[Detection examples]
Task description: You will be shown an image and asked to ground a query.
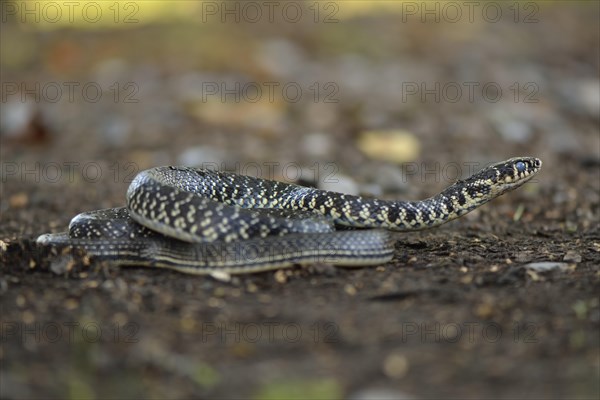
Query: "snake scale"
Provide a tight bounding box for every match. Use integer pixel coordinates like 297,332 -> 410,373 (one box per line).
37,157 -> 542,275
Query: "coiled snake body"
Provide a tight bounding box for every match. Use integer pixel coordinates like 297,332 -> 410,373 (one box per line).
37,157 -> 542,274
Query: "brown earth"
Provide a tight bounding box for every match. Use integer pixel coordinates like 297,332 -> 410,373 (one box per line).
0,2 -> 600,399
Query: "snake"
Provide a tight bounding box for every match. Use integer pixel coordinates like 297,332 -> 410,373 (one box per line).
36,157 -> 542,276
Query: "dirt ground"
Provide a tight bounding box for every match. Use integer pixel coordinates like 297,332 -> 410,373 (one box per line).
0,2 -> 600,399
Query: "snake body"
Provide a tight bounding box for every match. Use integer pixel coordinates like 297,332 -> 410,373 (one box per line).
37,157 -> 542,274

* **WHAT IS REQUIRED**
Write out all the entries above again, swapping each "snake" for "serpent" and changing nothing else. Leave the pictures out of your answer.

* **RESULT OF THIS EXERCISE**
Task description: You will be shown an image and asked to ground a query.
Query: "serpent scale"
Provide a tight bounding box for every match. Use integer pixel coordinates like 297,332 -> 410,373 (one box per line).
37,157 -> 542,275
Query: "coiled serpent body"
Provide a tight bounding box for every match. Use integer pixel coordinates like 297,332 -> 410,373 (one box per line).
37,157 -> 542,274
Query: "brown earth"
Provide a tight bounding box for every match. Use integer pixel coordinates like 297,332 -> 410,373 (one box per line).
0,2 -> 600,399
Query: "serpent"
Provide a tight bounding box for every match. Use integer pixel coordinates like 297,332 -> 410,373 (one box per line).
36,157 -> 542,276
Query: "dirt ground"
Provide a tight bounding box for every match. Use integer pixel coordinates like 297,332 -> 410,373 (one box per line).
0,2 -> 600,399
Query: "serpent body"
Provide a tight bounding box for every match. Use integer pixel coordinates like 297,332 -> 410,373 (one box per line).
37,157 -> 542,274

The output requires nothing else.